WHAT TO PRODUCE: In the text on the World Bank's COVID-19 financing, edit the part that opens with the words containing "The World Bank and" and closes with "the unfolding pandemic.": write it out again with "package" replaced by "program".

EXCERPT:
The World Bank and its International Finance Corp. (IFC) boards of directors have approved an increased $14 billion package of fast-track financing to assist companies and countries in their efforts to prevent, detect and respond to the rapid spread of COVID-19.
IFC, a member of the World Bank Group, will increase its COVID-19 related financing availability to $8 billion as part of the $14 billion package, up from an earlier $6 billion, to support private companies and their employees reeling from the economic downturn caused by the unfolding pandemic.
The bulk of the IFC financing is earmarked for client financial institutions to enable them to continue to offer trade financing, working-capital support and medium-term financing to private companies struggling with disruptions in supply chains. IFC’s response will also help existing clients in economic sectors such as manufacturing and tourism directly affected by the pandemic to continue to pay their bills. The package will also benefit sectors involved in responding to the pandemic, including healthcare and related industries, which face increased demand for services, medical equipment and pharmaceuticals.
“This package provides urgent support to businesses and their workers to reduce the financial and economic impact of the spread of COVID-19,” David Malpass, president of the World Bank Group, said. “The World Bank Group is committed to a fast, flexible response based on the needs of developing countries. Support operations are already underway, and the expanded funding tools approved today will help sustain economies, companies and jobs.”

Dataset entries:

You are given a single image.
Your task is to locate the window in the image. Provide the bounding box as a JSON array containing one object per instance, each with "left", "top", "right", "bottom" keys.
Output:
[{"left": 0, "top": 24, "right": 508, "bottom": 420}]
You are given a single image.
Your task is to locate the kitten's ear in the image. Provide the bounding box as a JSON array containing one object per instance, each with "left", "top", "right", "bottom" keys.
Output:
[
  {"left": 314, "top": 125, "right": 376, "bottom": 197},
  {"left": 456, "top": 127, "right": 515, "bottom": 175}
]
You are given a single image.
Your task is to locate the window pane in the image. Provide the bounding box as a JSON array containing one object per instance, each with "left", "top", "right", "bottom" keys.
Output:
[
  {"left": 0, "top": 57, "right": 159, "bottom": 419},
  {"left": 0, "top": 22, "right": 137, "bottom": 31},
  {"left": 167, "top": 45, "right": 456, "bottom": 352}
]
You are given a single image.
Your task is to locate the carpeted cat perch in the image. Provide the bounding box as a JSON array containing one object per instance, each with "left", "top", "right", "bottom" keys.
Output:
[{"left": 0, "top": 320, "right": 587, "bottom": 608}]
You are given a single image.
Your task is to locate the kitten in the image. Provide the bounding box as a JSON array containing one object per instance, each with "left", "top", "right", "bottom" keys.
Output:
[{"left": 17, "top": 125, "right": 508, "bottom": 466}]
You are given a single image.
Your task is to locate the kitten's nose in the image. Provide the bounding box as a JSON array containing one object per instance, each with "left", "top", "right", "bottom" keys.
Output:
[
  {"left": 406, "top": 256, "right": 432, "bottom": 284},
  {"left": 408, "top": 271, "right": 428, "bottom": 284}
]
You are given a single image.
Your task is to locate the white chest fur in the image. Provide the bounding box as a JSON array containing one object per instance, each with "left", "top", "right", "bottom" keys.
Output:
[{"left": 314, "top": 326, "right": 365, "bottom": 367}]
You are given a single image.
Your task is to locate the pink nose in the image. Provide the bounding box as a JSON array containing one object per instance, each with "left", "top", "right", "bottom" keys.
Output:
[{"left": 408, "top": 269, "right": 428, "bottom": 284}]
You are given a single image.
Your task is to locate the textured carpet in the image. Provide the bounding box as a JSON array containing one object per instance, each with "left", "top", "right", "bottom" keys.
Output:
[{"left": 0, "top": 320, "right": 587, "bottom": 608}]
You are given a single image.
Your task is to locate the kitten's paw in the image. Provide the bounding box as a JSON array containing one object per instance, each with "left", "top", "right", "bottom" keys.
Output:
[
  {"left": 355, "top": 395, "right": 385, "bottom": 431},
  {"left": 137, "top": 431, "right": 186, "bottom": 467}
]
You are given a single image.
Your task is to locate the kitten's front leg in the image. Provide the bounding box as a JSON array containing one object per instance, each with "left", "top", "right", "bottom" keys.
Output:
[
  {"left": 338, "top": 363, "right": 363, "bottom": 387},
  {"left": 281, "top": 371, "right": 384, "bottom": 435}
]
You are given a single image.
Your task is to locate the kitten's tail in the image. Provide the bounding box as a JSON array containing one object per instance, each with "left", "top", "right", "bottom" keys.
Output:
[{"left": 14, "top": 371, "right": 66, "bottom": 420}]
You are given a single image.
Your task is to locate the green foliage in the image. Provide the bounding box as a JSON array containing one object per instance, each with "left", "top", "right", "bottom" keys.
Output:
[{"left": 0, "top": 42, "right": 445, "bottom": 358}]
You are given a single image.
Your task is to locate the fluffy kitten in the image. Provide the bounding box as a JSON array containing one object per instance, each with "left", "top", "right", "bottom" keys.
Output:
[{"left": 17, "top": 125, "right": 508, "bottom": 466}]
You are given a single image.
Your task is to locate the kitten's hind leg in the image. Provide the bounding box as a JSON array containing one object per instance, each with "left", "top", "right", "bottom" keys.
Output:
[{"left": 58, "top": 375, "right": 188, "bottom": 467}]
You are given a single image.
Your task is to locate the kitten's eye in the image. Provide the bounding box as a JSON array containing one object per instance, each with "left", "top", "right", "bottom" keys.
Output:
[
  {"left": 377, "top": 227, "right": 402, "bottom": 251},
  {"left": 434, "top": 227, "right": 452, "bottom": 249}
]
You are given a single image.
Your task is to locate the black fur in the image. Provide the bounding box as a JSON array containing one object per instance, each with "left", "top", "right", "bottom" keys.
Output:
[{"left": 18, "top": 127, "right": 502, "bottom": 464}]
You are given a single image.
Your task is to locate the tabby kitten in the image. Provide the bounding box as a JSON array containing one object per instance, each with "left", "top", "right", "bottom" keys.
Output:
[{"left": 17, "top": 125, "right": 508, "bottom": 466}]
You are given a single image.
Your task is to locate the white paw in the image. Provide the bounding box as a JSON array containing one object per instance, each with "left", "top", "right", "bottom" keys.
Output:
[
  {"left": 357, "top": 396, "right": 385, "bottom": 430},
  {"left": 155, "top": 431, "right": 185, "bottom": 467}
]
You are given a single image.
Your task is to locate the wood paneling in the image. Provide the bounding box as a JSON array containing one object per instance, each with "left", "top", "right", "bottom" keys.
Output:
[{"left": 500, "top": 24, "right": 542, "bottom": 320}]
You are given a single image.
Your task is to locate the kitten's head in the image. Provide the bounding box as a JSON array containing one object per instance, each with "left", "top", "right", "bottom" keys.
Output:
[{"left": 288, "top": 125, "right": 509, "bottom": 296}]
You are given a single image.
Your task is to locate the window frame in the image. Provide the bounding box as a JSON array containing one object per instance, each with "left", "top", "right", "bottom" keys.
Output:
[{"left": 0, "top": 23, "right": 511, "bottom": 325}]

RESULT OF THE TASK:
The World Bank and its International Finance Corp. (IFC) boards of directors have approved an increased $14 billion program of fast-track financing to assist companies and countries in their efforts to prevent, detect and respond to the rapid spread of COVID-19.
IFC, a member of the World Bank Group, will increase its COVID-19 related financing availability to $8 billion as part of the $14 billion program, up from an earlier $6 billion, to support private companies and their employees reeling from the economic downturn caused by the unfolding pandemic.